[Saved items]
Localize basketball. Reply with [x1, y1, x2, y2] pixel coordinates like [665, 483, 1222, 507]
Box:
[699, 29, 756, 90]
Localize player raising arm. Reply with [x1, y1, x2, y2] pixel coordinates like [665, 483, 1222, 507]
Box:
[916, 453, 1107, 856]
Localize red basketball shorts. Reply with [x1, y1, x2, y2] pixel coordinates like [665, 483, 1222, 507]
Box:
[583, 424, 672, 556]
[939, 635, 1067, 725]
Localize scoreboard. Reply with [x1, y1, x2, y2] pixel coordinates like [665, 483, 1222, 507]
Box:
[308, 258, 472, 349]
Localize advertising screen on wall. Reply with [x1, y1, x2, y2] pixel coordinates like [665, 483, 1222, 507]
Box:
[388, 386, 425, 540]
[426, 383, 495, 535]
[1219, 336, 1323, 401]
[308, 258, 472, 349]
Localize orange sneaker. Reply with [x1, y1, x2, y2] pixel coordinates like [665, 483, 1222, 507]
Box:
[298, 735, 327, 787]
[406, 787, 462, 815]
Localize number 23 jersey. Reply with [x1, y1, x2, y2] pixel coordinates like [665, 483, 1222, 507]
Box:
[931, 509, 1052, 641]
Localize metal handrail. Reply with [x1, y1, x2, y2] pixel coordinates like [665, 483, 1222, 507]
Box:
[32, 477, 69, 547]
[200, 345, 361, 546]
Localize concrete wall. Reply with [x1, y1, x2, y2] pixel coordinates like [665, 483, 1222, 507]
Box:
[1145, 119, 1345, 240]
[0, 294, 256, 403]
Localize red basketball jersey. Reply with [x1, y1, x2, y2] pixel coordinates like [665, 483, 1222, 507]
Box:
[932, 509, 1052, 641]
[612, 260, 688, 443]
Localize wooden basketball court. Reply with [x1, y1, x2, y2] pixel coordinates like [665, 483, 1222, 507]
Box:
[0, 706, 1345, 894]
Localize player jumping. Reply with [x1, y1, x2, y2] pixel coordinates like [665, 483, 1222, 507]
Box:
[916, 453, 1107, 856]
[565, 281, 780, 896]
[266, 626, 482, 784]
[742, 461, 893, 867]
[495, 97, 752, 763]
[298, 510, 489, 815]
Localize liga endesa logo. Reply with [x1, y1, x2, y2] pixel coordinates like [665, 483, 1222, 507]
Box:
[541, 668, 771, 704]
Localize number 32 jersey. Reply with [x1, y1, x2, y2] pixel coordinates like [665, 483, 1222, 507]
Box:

__DESCRIPTION OF THE TASK__: Copy every row above word for word.

__FULL SOLUTION__:
Localize basketball. Reply with [x1, y1, x2, y2] pixel coordinates like [665, 483, 1222, 507]
Box:
[699, 29, 756, 90]
Localize player raising arm. Reply with [x1, y1, x2, y2] pixel coordinates like [665, 483, 1222, 507]
Box:
[916, 453, 1107, 856]
Localize red basketball shorts. Reply with [x1, y1, x2, y2] pixel coordinates like [665, 483, 1222, 507]
Box:
[583, 424, 672, 556]
[939, 635, 1067, 725]
Localize scoreboard. Reply with [x1, y1, x2, y2] pixel coordinates like [665, 483, 1222, 507]
Box:
[308, 258, 472, 349]
Localize advertising screen on wall. Reply with [x1, y1, x2, y2] pixel coordinates like [665, 483, 1222, 507]
Box:
[388, 386, 425, 540]
[426, 383, 495, 535]
[1219, 336, 1323, 401]
[308, 258, 472, 349]
Localize orange sneaker. Reply with [x1, y1, x2, y2] pixel coordinates like [665, 483, 1222, 507]
Box:
[298, 735, 327, 787]
[406, 787, 462, 815]
Localize number 23 jersey. Reply with [x1, y1, x2, y2] pixel coordinates like [665, 483, 1222, 507]
Box:
[931, 509, 1052, 641]
Localize metal handrail. Reply with [x1, y1, x2, y2] pixel coordinates like [665, 483, 1222, 507]
Box:
[32, 477, 69, 547]
[200, 345, 361, 546]
Localize concrete wall. Reply with [x1, y1, x2, y2] pixel coordinates like [665, 483, 1222, 507]
Box:
[1145, 119, 1345, 240]
[0, 294, 256, 403]
Localize red basketball jersey. Reply with [x1, y1, x2, y2] pixel coordinates like [665, 483, 1222, 507]
Box:
[932, 509, 1052, 641]
[612, 260, 688, 443]
Localize wooden basketball court. Reply with [x1, y1, x2, y2] pixel coordinates like [665, 483, 1222, 507]
Box:
[0, 706, 1345, 894]
Localize player jumping. Reply with [x1, y1, x2, y2] pixel coordinates like [665, 483, 1222, 507]
Box:
[916, 453, 1107, 856]
[565, 281, 780, 896]
[266, 626, 482, 784]
[742, 461, 893, 867]
[495, 97, 752, 763]
[298, 510, 489, 815]
Localize liga endesa logo. Reply with [x1, y1, x2, y2] pixel coordinates like [665, 483, 1222, 507]
Box:
[541, 668, 771, 704]
Localize number 32 jersey. Reply with [x1, y1, x2, y2] pixel coordinates like [665, 483, 1222, 507]
Box:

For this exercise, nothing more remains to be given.